Stored data
BEGIN
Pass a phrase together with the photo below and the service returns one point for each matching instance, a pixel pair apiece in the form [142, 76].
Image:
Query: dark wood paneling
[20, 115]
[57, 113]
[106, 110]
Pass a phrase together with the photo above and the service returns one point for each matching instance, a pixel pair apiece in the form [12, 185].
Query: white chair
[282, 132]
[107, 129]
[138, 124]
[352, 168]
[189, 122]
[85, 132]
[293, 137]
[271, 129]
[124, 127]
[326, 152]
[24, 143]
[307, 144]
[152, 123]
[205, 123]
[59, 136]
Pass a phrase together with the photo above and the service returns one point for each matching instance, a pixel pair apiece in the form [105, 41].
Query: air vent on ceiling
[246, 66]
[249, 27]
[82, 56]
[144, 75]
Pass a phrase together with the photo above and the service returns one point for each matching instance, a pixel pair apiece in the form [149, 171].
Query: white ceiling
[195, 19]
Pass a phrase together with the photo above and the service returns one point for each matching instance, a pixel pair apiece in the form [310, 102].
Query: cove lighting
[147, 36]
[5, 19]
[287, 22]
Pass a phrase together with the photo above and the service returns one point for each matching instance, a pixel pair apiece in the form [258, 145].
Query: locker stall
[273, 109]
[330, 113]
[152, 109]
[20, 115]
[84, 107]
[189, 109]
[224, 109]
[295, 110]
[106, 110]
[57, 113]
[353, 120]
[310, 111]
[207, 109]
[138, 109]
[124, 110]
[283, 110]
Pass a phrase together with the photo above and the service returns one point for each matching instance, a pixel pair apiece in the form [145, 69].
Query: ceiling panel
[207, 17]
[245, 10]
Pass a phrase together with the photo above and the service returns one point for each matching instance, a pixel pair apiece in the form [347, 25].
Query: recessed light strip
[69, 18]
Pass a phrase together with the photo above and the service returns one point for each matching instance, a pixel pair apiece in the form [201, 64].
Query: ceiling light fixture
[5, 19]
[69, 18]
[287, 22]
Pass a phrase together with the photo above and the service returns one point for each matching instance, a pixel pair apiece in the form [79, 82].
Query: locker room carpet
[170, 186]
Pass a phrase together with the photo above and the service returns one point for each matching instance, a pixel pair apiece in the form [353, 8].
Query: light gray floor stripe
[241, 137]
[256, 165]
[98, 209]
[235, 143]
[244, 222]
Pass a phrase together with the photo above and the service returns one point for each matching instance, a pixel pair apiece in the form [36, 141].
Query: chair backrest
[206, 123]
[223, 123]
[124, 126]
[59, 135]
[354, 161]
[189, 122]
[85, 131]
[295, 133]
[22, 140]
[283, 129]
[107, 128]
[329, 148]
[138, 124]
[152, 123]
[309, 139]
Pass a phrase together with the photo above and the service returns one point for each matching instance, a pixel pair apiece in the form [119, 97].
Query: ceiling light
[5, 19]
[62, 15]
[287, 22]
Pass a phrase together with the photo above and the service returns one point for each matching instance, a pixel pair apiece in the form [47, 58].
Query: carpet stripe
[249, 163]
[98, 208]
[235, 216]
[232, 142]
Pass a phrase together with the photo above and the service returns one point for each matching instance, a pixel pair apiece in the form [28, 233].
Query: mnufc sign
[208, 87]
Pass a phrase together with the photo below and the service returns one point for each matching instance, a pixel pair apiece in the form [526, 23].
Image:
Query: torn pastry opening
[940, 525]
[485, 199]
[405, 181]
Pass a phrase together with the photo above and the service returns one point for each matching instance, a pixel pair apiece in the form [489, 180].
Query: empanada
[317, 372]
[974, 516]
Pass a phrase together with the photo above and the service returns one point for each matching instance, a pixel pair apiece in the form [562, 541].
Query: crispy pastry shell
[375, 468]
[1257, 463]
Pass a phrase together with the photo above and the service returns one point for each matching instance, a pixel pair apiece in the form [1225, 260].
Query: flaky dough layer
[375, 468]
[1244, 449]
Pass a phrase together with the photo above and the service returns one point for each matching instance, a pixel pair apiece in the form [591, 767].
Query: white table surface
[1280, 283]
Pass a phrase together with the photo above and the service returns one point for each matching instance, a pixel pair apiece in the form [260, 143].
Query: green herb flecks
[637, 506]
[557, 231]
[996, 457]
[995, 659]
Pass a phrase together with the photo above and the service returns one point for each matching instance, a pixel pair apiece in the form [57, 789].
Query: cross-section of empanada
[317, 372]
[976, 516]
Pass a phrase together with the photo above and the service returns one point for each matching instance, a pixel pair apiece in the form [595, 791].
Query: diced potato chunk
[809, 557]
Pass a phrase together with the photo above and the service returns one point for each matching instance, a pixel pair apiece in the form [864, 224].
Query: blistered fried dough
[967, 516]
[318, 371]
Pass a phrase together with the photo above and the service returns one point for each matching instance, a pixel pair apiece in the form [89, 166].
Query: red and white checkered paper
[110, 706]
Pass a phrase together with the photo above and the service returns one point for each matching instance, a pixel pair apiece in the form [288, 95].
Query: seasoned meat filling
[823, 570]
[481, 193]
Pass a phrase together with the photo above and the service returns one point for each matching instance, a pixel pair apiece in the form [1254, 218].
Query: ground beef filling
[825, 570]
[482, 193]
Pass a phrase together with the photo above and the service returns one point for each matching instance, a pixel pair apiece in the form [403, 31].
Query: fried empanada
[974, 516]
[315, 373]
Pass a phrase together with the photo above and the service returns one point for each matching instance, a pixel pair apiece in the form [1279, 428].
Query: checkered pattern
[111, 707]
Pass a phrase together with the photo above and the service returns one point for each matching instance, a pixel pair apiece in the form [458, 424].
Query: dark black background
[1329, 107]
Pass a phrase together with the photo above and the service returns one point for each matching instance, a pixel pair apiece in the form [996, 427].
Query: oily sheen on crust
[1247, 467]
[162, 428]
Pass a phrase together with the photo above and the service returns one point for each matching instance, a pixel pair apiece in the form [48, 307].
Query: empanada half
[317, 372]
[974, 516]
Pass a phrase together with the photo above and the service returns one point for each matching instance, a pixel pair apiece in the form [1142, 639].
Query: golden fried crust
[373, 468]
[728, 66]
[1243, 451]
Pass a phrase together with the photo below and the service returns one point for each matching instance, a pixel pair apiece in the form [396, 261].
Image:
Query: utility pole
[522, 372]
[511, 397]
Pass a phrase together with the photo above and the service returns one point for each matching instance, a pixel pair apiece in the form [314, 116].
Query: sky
END
▸ The task
Starting at the line that has "Query: dark black background" in the records above, restate word for word every line until the one that has "form [314, 116].", and include that one as well.

▸ Response box
Query: dark black background
[1329, 107]
Pass a phrase together with the photo above and the service returns one point for each matching instance, a pixel pair apiece in the form [996, 427].
Query: oily sheen on crust
[1247, 467]
[162, 428]
Pass a phrase together with the photo above and the service returns one point for each matching instance, a pixel pair apiece in the form [48, 307].
Query: empanada half
[317, 372]
[974, 516]
Pass a phrase together with the photo above and the service returns one point for each matching instance, a pixel pair apiece in the form [1142, 639].
Query: golden fried crust
[373, 468]
[728, 66]
[1243, 451]
Pass a phrase together with the photo below and the service returns one point for each matching instance, a pixel pair apiece in the form [396, 261].
Image:
Query: utility pole
[522, 372]
[511, 397]
Pass a phrase together with the photo above and the service returns one point for each matching instance, a pixel pair apiece in the form [314, 116].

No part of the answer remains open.